Brano:
──────────────────────────────

1 febbraio 1953 il watersnoodramp devasta lolanda e uccide oltre 1800 persone 18826 1 2 - 1° febbraio 1953: il "Watersnoodramp" devasta l'Olanda e uccide oltre 1800 persone
Nella notte tra il 31 gennaio e il 1° febbraio 1953 una tempesta sul Mare del Nord causò il maggior disastro naturale a memoria d’uomo sulle coste inglesi e olandesi. Anche Danimarca, Belgio e Francia subirono alluvioni e gravi danni a causa della tempesta. L’effetto combinato dell’alta marea e della tempesta di vento causò uno “storm surge” di grandi proporzioni, il livello delle acque salì fino a 5,6 metri al di sopra di quello ordinario. Le opere difensive non ressero l’urto dello “storm surge”e delle onde per cui vi furono estese inondazioni.

──────────────────────────────

Consegna:
Nel brano sulla tempesta del Mare del Nord del 1953, fino a quale altezza salì il livello delle acque rispetto a quello ordinario?

Dati forniti:
──────────────────────────────

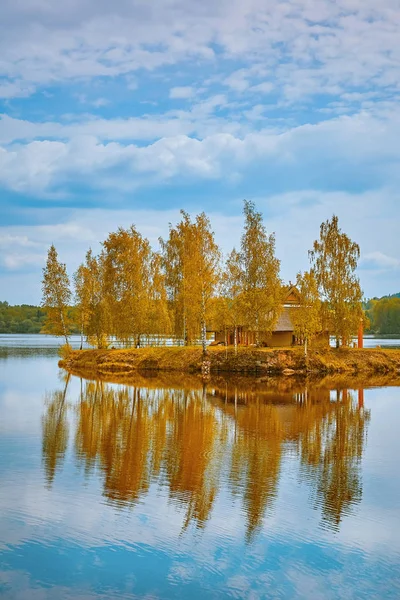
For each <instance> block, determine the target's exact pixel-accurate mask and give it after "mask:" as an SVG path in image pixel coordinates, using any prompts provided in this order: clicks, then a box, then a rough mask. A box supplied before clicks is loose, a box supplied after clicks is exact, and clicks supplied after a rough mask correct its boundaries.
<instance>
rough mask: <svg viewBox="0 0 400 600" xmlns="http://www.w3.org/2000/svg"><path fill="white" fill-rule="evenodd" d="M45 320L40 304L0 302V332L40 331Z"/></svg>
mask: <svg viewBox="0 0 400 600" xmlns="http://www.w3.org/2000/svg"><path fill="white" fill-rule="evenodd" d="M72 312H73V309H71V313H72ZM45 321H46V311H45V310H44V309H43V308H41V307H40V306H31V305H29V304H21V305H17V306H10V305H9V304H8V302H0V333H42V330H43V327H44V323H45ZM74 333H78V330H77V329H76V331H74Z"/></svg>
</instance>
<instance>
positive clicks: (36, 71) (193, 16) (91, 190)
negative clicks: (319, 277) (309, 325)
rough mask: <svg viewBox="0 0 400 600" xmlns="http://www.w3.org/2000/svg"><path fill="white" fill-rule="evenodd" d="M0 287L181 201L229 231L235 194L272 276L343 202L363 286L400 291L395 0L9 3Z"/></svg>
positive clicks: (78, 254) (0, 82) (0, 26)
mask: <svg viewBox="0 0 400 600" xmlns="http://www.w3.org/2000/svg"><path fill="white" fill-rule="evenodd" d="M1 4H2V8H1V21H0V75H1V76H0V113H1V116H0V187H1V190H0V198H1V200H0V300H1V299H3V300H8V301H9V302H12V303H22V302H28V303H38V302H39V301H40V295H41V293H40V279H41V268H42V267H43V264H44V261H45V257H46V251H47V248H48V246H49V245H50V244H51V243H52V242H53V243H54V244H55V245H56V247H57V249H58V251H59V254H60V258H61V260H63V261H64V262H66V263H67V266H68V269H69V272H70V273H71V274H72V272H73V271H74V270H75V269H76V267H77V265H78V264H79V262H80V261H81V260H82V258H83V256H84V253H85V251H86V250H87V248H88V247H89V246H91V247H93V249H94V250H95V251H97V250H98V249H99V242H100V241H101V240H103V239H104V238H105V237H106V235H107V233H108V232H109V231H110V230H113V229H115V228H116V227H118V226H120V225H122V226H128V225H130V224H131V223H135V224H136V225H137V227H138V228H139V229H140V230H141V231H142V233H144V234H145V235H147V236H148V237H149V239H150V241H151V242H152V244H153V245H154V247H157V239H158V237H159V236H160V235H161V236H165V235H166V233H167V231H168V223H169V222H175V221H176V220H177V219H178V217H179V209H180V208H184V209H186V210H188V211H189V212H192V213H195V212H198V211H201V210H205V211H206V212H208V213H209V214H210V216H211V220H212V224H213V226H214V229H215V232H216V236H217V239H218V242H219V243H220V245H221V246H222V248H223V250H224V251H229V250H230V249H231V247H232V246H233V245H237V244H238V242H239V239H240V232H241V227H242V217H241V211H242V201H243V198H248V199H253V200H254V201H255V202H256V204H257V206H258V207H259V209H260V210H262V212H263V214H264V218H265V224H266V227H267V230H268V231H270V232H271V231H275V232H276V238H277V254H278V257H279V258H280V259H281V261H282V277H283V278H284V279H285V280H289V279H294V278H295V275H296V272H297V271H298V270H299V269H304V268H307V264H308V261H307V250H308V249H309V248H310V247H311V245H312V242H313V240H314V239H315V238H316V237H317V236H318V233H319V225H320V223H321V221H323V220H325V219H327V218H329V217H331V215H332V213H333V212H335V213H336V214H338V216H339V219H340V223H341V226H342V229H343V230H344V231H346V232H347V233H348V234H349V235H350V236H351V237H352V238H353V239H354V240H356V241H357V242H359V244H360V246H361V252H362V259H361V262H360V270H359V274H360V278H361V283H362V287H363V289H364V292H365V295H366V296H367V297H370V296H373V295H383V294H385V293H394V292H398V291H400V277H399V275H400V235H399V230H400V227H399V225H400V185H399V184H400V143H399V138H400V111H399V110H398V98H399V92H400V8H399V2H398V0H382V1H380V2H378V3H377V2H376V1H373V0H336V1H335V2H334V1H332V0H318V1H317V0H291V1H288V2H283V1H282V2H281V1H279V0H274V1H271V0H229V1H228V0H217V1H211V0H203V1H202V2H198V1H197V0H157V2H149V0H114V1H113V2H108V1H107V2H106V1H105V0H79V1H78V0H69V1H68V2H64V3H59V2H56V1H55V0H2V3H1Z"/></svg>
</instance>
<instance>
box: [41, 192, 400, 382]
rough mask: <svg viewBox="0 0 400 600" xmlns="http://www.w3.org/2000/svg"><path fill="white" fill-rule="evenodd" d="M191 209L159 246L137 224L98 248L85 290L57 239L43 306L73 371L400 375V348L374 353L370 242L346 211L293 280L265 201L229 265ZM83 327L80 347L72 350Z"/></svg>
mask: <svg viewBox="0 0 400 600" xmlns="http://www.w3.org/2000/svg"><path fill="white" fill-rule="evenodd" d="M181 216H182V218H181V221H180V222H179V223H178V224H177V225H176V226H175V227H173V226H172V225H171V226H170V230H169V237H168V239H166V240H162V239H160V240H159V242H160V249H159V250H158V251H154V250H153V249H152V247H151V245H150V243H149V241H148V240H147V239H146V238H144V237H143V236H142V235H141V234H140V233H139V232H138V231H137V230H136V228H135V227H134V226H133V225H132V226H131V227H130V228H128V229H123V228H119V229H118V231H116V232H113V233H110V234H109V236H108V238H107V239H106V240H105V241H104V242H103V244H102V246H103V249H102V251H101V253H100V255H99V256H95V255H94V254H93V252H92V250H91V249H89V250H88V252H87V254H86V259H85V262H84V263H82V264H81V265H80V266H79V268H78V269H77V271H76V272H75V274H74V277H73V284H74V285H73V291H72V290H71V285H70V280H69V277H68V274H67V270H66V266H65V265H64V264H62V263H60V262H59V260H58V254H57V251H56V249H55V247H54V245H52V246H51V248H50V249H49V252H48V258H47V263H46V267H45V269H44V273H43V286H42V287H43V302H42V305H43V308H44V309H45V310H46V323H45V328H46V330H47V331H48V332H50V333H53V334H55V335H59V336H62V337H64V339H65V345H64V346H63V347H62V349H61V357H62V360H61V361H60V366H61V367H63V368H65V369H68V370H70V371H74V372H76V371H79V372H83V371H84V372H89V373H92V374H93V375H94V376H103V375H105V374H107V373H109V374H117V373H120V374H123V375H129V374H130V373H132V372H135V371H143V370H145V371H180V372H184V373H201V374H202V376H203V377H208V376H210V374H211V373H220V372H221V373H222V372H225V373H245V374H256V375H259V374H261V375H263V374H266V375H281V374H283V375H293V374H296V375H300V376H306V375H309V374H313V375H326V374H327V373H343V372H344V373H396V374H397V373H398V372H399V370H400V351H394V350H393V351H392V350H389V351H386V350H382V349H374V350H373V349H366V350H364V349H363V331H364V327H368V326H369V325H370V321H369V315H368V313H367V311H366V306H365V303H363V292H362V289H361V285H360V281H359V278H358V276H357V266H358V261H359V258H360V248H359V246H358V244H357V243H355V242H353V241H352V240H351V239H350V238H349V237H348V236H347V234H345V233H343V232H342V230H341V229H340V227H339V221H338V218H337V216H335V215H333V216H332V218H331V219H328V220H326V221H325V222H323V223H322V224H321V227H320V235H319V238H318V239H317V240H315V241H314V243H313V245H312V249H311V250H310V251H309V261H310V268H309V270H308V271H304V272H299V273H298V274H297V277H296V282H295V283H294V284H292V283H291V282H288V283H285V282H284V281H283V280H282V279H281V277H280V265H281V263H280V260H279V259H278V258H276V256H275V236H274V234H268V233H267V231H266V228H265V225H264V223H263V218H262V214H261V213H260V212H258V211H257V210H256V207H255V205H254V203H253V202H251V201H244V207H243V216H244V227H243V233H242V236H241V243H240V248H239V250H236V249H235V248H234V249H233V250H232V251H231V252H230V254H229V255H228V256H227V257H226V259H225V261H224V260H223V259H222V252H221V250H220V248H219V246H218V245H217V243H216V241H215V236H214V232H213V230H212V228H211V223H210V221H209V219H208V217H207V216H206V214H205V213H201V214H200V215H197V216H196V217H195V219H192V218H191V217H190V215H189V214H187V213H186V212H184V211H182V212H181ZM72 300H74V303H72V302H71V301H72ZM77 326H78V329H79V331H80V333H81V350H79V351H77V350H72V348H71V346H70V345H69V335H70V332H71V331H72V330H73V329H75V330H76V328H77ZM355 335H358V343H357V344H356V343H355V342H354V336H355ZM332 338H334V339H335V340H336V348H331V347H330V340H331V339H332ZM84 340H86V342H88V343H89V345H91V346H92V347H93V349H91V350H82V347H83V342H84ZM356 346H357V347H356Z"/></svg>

──────────────────────────────

Risposta:
Il livello delle acque salì fino a 5,6 metri al di sopra di quello ordinario.